**Provided information:**
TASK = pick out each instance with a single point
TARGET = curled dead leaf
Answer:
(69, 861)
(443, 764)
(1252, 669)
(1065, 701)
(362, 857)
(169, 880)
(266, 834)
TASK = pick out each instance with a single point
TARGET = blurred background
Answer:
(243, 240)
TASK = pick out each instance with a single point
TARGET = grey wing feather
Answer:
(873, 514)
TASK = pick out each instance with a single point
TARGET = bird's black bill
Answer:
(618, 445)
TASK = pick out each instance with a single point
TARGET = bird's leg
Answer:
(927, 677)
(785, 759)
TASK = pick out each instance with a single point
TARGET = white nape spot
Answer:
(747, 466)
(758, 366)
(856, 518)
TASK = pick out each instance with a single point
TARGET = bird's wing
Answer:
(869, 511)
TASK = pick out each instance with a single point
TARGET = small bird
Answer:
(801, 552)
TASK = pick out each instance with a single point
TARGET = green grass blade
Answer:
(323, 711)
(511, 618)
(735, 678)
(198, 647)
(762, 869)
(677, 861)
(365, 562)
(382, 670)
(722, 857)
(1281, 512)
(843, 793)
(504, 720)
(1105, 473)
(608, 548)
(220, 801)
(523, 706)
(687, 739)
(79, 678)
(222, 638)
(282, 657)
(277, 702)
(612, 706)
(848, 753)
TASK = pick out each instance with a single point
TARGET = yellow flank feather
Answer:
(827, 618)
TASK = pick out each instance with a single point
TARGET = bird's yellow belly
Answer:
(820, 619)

**Assignment:** Copy out the records above exactly and completely.

**Response for this exercise:**
TASK = pick out each instance with a single point
TARGET = curled dead leaf
Answer:
(69, 861)
(443, 764)
(1252, 669)
(1065, 701)
(362, 857)
(169, 880)
(266, 834)
TASK = pick out each instance with a single point
TARGET = blurred background
Answer:
(243, 240)
TASK = pick out each instance with a single point
TARGET = grey wing feather
Answer:
(873, 514)
TASK = pick out each instance with a single point
TARGET = bird's black bill
Answer:
(618, 445)
TASK = pick out each instance with a single point
TARGET = bird's leg
Answer:
(927, 677)
(785, 759)
TASK = pick out each instance with a single point
TARGET = white nape spot
Answer:
(747, 466)
(758, 366)
(856, 518)
TASK = pick out each instance with a single point
TARGET = bird's wing
Answer:
(869, 511)
TASK = pick out each instance with a single point
TARGET = small bird
Answer:
(801, 552)
TASK = pick out each instance with a single point
TARGET = green grass blade
Answer:
(323, 711)
(511, 618)
(735, 678)
(198, 647)
(762, 869)
(677, 861)
(365, 562)
(382, 670)
(722, 857)
(1281, 512)
(843, 793)
(504, 720)
(1105, 473)
(608, 548)
(220, 801)
(523, 706)
(687, 739)
(79, 678)
(222, 638)
(282, 657)
(277, 702)
(612, 706)
(848, 753)
TASK = pick out each instance with a single point
TARGET = yellow flank feather
Answer:
(827, 618)
TASK = pick out each instance with a single point
TARGET = bird's yellow belly
Answer:
(820, 619)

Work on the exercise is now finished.